> Supplied passage:
________

# Ball Hitch



## aegt5000 (Feb 22, 2004)

Has anyone used a ball hitch on their sleeve hitch ? :siren:

I need to put a 1-7/8” ball on the back of the GT5000.
The existing rear hook-up hole is too low for the cart I have.
I remember “Madjack” (GW site) built a ball hitch set-up for his GT
but I never could get a good picture of it.
No rush but if anyone has a hitch mounted ball (Sears sleeve or home made)
could you please post a pic. 

Thanks


----------



## aegt5000 (Feb 22, 2004)

I just realized maybe it’s not a good idea to use the sleeve hitch
to mount the ball. If the sleeve hitch raises and lowers with the
deck, so will the cart ! (Yikes) :knife:

Probably better off with home-made fixed mount.
Any home made hitches out there ???


----------



## guest (Sep 16, 2003)

I am pretty sure theres an adapter out there that will fit in the sleeve and convert to a ball hitch... ive seen it somewhere here..


----------



## guest (Sep 16, 2003)

hioaeg5000, on my toro i drilled the hole out.. but i would not recommend that.. I have seen an adapter, but cant find it right now.. ive got to travel this am. I'm sure someone will post, if not ill look later, I definetly rememberseeing a photo/link somewhere in the past..

im sure someone has a better memory than me and will find it.....


----------



## Live Oak (Dec 22, 2003)

> _Originally posted by aegt5000 _
> *Has anyone used a ball hitch on their sleeve hitch ? :siren:
> 
> I need to put a 1-7/8” ball on the back of the GT5000.
> ...


Not exactly sure what you mean by a "sleeve hitch". Can you post a picture? I might be able to find something.


----------



## jodyand (Sep 16, 2003)

*Re: Re: Ball Hitch*



> _Originally posted by Chief _
> *Not exactly sure what you mean by a "sleeve hitch". Can you post a picture? I might be able to find something. *


Here is a link of one.
Jody

sleeve hitch


----------



## guest (Sep 16, 2003)

jody do you remember where it was posted? there is a typical trailer hitch ball but it has a thin thread/bolt on the bottom so it fits in the hitch plate hole on the back of a tractor. 
Ive see the pic and link floating around, just could not find it...

now its really bugging me because i know i saw it and linked to it.. i just cant find it...


----------



## jodyand (Sep 16, 2003)

sj is this it.
Jody

http://www.tractorforum.com/forums/showthread.php?s=&threadid=926&highlight=BALL


----------



## guest (Sep 16, 2003)

thanks, maybe it was on the 'other site' i remember seeing the picture.. i bet they sell them where they sell trailer hitches.. it was nothing more than a skinney bottomed hitch ball...

i tried seaching the web for sleeve hitch adapter/trailer balls ect.., checked jacks, and trailer hitch sites.. 

somewhere theres a pic and a link out there.. i cant find it..

now its really bugging me... of course before i go crazy looking, i may want to be sure thats what aegt is talking about..


----------



## jodyand (Sep 16, 2003)

________

> Extracted entries:

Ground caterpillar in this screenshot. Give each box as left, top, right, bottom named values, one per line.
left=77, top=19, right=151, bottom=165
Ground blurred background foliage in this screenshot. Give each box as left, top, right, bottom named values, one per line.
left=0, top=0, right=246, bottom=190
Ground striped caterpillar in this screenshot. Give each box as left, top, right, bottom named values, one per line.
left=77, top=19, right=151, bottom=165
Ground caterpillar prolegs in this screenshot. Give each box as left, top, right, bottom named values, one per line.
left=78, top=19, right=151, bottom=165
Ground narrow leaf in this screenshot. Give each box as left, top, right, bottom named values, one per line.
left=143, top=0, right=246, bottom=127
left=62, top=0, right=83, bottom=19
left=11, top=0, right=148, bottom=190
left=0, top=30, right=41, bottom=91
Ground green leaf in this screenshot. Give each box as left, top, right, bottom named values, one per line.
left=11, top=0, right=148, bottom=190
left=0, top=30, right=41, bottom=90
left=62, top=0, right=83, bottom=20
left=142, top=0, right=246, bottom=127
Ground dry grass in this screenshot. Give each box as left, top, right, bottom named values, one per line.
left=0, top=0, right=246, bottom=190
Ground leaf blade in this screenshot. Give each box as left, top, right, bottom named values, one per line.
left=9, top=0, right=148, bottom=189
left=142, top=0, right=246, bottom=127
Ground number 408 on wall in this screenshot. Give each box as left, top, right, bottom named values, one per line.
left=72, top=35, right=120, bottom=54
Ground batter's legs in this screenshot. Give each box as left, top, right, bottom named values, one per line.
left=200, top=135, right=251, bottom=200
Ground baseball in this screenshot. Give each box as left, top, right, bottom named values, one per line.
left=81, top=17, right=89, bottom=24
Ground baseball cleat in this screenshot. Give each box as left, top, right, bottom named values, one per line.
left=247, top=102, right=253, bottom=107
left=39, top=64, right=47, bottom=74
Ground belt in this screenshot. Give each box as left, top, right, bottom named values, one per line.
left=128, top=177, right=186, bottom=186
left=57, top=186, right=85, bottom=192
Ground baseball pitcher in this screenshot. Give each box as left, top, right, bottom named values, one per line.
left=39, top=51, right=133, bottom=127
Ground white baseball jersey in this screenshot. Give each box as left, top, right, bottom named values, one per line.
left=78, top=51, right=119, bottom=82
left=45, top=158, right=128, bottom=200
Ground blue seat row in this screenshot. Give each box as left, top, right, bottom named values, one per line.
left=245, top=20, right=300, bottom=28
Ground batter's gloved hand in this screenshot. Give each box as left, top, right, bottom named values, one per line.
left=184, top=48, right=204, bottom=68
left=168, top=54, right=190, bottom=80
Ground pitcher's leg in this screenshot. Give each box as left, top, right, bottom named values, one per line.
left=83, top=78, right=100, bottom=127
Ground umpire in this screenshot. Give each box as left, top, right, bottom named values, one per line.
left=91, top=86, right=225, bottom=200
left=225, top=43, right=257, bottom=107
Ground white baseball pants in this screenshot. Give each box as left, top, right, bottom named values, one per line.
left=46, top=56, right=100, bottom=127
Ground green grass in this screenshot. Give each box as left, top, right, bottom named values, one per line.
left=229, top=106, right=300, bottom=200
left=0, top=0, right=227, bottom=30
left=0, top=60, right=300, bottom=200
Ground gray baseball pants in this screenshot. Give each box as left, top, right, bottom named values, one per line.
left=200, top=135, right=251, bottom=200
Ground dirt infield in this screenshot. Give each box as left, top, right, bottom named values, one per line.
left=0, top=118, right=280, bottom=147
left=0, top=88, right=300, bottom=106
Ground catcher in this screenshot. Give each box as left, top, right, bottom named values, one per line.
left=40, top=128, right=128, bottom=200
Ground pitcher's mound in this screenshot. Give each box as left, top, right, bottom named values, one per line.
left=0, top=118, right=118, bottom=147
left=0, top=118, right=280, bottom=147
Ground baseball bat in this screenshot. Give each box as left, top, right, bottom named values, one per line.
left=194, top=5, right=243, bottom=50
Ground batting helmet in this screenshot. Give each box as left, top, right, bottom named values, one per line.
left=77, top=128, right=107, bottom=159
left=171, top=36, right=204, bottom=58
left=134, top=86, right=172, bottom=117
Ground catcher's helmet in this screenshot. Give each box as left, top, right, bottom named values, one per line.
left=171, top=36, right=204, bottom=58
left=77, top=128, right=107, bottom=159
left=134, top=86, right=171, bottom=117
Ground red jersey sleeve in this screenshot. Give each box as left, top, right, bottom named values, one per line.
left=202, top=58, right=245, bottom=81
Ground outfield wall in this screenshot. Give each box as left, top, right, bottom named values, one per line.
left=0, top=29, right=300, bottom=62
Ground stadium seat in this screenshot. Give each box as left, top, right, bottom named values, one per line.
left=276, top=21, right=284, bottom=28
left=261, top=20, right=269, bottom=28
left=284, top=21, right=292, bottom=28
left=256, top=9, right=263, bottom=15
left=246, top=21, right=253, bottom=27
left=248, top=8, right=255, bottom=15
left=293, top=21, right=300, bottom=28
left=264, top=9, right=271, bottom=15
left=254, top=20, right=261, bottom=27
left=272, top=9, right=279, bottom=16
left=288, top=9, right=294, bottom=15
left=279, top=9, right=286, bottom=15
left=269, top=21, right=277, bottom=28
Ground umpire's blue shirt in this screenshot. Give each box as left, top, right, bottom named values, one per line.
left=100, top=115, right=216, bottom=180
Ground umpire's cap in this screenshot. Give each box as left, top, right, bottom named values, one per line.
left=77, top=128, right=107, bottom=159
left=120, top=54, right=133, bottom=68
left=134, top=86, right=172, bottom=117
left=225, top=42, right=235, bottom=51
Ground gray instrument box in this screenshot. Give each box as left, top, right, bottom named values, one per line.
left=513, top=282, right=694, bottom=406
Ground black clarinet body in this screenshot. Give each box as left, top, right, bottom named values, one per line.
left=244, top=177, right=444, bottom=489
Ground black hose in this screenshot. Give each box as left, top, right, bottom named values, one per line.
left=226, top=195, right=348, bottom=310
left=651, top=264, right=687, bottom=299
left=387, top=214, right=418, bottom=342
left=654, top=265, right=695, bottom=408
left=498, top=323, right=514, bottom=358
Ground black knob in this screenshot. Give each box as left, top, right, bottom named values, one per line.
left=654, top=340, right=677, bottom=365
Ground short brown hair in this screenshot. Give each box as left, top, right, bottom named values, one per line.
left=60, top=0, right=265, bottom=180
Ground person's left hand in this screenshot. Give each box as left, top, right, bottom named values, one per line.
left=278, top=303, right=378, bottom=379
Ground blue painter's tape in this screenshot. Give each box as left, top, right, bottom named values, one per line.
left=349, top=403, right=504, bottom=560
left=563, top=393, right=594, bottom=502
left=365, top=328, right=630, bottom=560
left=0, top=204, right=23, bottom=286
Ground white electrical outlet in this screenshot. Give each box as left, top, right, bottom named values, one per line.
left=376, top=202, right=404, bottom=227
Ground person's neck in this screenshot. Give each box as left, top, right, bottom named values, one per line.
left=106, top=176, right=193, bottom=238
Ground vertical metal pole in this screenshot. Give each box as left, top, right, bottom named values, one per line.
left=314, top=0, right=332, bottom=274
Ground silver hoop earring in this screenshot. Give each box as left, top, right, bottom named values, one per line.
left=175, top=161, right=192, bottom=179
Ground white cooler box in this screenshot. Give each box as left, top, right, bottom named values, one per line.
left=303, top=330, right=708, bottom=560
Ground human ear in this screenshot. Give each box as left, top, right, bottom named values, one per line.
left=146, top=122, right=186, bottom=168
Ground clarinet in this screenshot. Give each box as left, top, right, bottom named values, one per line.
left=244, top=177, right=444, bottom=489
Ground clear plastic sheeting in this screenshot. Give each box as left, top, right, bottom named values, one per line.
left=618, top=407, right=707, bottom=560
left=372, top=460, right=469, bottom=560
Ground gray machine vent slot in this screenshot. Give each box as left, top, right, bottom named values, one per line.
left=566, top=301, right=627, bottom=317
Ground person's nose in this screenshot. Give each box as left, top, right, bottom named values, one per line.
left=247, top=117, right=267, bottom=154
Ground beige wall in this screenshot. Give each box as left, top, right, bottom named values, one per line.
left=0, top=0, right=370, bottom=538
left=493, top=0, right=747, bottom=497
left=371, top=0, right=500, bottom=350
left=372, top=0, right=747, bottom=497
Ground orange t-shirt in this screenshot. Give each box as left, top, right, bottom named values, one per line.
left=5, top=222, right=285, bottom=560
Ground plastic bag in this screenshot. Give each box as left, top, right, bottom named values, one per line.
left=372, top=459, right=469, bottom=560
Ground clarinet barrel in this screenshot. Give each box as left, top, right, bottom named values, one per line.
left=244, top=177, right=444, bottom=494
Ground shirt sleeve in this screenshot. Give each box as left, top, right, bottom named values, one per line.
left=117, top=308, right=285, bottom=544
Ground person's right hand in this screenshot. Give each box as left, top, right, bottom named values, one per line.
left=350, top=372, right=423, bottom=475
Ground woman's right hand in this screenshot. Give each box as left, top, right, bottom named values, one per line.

________

> Directive 1: Count the lines in the listing that contain the word "pants", and give only the number.
> Directive 2: Write the next part of the ball hitch forum thread, picking up right after its final line.

> Task output 1: 2

> Task output 2:
Yea i remember that i think tractor supply sold them.
Jody


----------



## aegt5000 (Feb 22, 2004)

Thanks guys, but I’m really looking for ideas where someone
made some type of bracket to support a tow ball behind their
tractor. Something that would raise the ball about 6” above the
current “Pin Hole” and also move it back a bit.

There was a fellow on the other site who made one for his Sears
GT and posted some long distance pic’s of it, but nothing that
showed enough detail to copy.


----------



## PeteNM (Sep 18, 2003)

I don't know if someone sells them or not but I needed on on a Sunday and just threw one together. They aren't very complicted and it works pretty good. When I back up to a trailer to hook up I just lower the sleeve hitch and when under the hitch just raise it again. Then just reach back and fasten the catch and drive off. You must raise the jack too but I can reach that from the seat.


----------



## Live Oak (Dec 22, 2003)

*Re: Re: Re: Ball Hitch*



> _Originally posted by jodyand _
> *Here is a link of one.
> Jody
> 
> sleeve hitch *


Thanks Jody, I'll see what I can find. :thumbsup: 

The best solution I can think of and I believe it was mentioned over on GW would be on a metal lathe to turn down a 2 inch trailer ball shank to a 1/2" diameter or whatever the diameter hole is the hitch pin goes through and rethread it with 1/2"-13 or appropriate size threads. It would be limited in the weight it could handle but I think strong enough to handle more than the tractor could.


----------



## guest (Sep 16, 2003)

there are places out there that sell the thin trailer balls...


see below:

http://www.traileraccessorysuperstore.com/accessories.htm#hitchballs

thats 3/4 of an inch.. 

But i found the ball on the back of the tractor was too low.. Thats what you are saying right aegt? 

Id really go to a welder and have him rig something up for you using one of those Rise or lower ball mounts welded onto 2 pieces of steel that would hook into your clevis hitch..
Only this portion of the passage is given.